Lesetext>

* * * * * * * * *

Weniger Duell, mehr Sicht auf Details

  28.07.2020 Saanenmöser

Der «Bärgsummer» im Lochstafel läuft auf Hochtouren. Die Schauspielprofis improvisierten am vergangenen Donnerstagabend zum Thema «Saaneland u Simmetal – die Gemeinden im Fokus». Mit unerschöpflicher Fantasie machten sie daraus einen amüsanten Theaterabend.

JENNY STERCHI
Niggi Hégelé und Simone Schwegler begegneten dem hin und wieder bewegten Verhältnis zwischen den Gemeinden im Obersimmental und Saanenland auf eine unerwartet komische Weise. Die beiden Schauspieler des Zürcher Theaters «anundpfirsich» verpackten die kleinen Problematiken in Schauspiel und etwas anders erzählten Geschichten. Wie an allen Theaterabenden im Lochstafel, die der «Bärgsummer» bisher präsentierte, war das Publikum Teil des Programms.

* * * * * * * * *

Zur Aufgabe> Bitte setze den Bericht über den Theaterabend im Lochstafel nach seinem letzten Satz fort. Die folgenden Zeilen werden nicht gebraucht.

Gespeicherte Zeilen>
* * * * * * * * *

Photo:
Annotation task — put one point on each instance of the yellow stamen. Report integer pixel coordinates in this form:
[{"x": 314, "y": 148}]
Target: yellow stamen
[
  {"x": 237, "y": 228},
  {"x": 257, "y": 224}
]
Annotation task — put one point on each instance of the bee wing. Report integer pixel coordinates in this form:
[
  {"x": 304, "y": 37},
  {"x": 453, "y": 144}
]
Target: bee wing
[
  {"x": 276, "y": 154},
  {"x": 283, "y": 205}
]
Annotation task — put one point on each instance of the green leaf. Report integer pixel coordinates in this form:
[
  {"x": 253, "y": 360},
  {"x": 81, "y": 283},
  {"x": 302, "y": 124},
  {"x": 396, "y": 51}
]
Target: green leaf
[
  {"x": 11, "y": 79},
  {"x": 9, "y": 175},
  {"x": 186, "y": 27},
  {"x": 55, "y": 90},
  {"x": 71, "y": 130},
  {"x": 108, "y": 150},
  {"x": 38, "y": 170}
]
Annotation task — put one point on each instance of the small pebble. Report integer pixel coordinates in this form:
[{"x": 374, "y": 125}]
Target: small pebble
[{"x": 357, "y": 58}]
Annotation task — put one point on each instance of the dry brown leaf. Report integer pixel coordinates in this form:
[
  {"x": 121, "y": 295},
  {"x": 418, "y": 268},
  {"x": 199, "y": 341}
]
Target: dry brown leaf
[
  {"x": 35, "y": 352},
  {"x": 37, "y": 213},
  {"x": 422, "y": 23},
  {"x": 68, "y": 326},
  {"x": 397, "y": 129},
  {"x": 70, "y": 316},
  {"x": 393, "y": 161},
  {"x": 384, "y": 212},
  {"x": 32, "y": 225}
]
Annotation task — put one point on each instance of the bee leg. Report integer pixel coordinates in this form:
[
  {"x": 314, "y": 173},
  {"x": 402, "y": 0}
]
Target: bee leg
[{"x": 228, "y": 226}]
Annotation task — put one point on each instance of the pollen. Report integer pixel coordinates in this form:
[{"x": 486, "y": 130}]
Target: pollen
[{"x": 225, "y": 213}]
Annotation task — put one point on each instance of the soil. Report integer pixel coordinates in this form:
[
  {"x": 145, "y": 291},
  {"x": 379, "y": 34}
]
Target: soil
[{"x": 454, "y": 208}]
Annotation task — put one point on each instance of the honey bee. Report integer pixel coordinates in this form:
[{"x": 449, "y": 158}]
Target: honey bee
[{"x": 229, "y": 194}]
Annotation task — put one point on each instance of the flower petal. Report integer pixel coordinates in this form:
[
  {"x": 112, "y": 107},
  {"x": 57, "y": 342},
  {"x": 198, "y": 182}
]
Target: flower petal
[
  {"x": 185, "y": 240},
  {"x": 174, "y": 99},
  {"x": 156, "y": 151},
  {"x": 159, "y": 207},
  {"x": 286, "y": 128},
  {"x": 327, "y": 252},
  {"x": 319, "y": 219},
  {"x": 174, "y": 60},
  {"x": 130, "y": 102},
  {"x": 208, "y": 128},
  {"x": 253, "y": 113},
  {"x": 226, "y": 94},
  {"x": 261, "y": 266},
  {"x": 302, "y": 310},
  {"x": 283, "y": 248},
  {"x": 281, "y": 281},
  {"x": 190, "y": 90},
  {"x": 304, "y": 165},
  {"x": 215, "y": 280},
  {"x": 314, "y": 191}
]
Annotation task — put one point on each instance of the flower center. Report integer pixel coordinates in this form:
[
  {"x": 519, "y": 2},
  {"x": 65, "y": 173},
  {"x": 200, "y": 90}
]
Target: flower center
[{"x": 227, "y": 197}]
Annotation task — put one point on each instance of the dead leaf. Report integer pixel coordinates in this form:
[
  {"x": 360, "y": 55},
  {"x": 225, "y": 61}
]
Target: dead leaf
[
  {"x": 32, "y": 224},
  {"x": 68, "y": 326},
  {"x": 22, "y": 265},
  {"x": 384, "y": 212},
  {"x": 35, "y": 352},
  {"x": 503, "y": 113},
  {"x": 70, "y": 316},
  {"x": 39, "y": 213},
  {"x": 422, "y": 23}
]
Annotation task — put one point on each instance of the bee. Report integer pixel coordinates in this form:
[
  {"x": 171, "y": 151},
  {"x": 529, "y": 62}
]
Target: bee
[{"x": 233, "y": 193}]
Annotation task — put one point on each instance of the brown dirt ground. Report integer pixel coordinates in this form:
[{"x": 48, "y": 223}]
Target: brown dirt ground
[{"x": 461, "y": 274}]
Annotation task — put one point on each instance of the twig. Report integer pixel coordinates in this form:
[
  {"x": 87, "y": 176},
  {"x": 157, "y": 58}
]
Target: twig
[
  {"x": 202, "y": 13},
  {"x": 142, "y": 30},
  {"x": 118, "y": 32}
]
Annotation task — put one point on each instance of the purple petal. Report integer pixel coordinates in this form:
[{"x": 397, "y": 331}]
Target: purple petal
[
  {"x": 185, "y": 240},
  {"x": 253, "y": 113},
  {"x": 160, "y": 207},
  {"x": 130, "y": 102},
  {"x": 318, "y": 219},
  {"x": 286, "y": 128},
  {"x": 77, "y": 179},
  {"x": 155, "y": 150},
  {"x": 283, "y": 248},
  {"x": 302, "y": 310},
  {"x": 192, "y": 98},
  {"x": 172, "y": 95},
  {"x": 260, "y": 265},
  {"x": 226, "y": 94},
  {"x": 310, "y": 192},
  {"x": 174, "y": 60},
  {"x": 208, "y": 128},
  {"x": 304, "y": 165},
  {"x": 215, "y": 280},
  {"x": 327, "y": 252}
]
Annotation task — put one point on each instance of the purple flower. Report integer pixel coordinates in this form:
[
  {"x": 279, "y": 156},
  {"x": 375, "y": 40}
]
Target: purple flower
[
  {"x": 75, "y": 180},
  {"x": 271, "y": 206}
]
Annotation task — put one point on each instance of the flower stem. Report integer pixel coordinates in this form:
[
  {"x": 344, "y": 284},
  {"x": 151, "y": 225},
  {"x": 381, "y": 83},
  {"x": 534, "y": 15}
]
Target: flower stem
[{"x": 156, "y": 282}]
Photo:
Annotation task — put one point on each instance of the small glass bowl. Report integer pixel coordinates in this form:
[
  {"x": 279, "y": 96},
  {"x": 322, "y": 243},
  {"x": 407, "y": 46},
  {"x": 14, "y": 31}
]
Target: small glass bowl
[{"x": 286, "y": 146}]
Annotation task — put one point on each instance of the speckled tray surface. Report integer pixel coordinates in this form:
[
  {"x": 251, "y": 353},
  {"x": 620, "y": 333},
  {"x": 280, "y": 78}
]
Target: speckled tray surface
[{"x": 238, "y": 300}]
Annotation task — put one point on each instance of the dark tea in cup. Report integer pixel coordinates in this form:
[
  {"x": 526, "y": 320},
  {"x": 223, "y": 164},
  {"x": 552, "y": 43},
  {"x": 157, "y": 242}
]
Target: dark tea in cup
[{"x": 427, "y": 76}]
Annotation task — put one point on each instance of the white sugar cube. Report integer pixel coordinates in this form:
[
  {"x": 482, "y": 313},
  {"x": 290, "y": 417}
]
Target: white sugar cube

* * * * * * * * *

Schriftliche Antwort>
Eine Bildergeschichte
Die Hauptaufgabe des Publikums bestand an diesem Abend darin, eine zufällige Auswahl aus 70 Fotos zu treffen. Auf den Bildern hatten die beiden Protagonisten auf ihren Streifzügen durchs Obersimmental und Saanenland eher unauffällige Sujets eingefangen. Schriftzüge an Geschäften, Hinweistafeln, Vorgärten und sogar Strassenbeläge wurden zu Bildmotiven. Während die Zuschauerinnen und Zuschauer noch über den Aufnahmeort rätselten, erfand das Schauspielduo zu den zunächst unspektakulären Aufnahmen die fantasievollsten und wunderbarsten Erzählungen. Szenisch dargestellt oder als im Wechsel erzählte Geschichten wurden die Bilder Bestandteil des Theaters. Eine improvisierte Nachrichtensendung, die mit den Aufnahmen illustriert wurde, sorgte für spontanen Applaus und Gelächter im Publikum.

Die Schauspieler hielten, was das Programm versprach: «Die hiesigen Besonderheiten aus einem ganz anderen Blickwinkel betrachtet.»

Die Kunst der subtilen Botschaft
Die spontan erdachten Geschichten, ausgeschmückt mit vielen Details, kamen unpolitisch und unterhaltsam daher. Aber wer wollte, konnte auch die Aussagen zwischen den Zeilen heraushören.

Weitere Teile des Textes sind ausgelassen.